■ SUPPLIED PASSAGE ■

#!/usr/bin/env python3
# -*- coding: utf-8 -*-
"""
.. _PREDICT:
The PREDICT module enables making predictions on new data using a model previously built with the `sklearn` package and saved as a pickle file.
Here is an example of how to save a model as a pickle file:
.. code-block:: python
from sklearn import svm
from sklearn import datasets
import joblib
iris = datasets.load_iris()
X, y = iris.data, iris.target
clf = svm.SVC()
clf.fit(X, y)
joblib.dump(clf, "model.pkl")
The PREDICT module can be used with the following options:
- ``verbose``: Enable or disable verbose mode.
- ``timer``: Enable or disable the timer to record execution time.
- ``log``: Specify the path to a file for saving logs.
- ``new_log_file``: Create a new log file: if a log file with the same name already exists, it will be overwritten.
- ``inputFolder``: Specify the path to the input folder.
- ``outputFolder``: Specify the path to the output folder.
- ``modelFolder``: Specify the path with data from a previously built model (optional, to use with mode: `External`)
- ``radiomics_filename``: Specify the name of the Excel file with the radiomics results.
- ``model_filename``: Specify the name of the pickle file with the model.

■ DATA ROWS ■
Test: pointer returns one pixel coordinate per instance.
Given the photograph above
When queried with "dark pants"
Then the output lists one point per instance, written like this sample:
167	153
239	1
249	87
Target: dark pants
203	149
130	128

■ JOBS ■
1. The PREDICT module documentation ends its code example with `joblib.dump(clf, "model.pkl")`. Explain why that step is needed.
2. Write the next part of the PREDICT module documentation, starting right after its last line.

■ RESPONSES BY TASK ■
1. The PREDICT module makes predictions on new data with a model that was built earlier with `sklearn` and saved as a pickle file. The final line saves the trained classifier as that pickle file, `model.pkl`.

2.
- ``predict_filename``: Specify the name of the Excel file where predictions will be saved.
Here is an example of how to use the PREDICT module:
.. code-block:: bash
PREDICT
{
inputFolder: /path/to/radiomics_results
# No output folder specified: save output in the input folder
modelFolder: /path/to/radiomics_model
radiomics_filename: radiomics.xlsx
model_filename: model.pkl
predict_filename: predict.xlsx
log: /path/to/logs/predict.log
}
In this example:
- **inputFolder**: Specifies the folder containing radiomics results for prediction.
- **modelFolder**: Specifies the folder containing the pre-trained model.
- **radiomics_filename**: Specifies the Excel file containing the radiomics features for prediction.
- **model_filename**: Specifies the pickle file containing the saved model.
- **predict_filename**: Specifies the Excel file where predictions will be saved.
- **log**: Specifies a path for the log file.
"""
# Make predictions on new data using a pre-trained sklearn model.
#
# Usage:
# predict.py -i <inputFolder> --radiomicsFile <radiomics excel file> -m <modelFolder> --modelFile <model.pkl>
#
# Options:
# -h, --help Show this help message and exit
# -v, --verbose Enable verbose output (default: False)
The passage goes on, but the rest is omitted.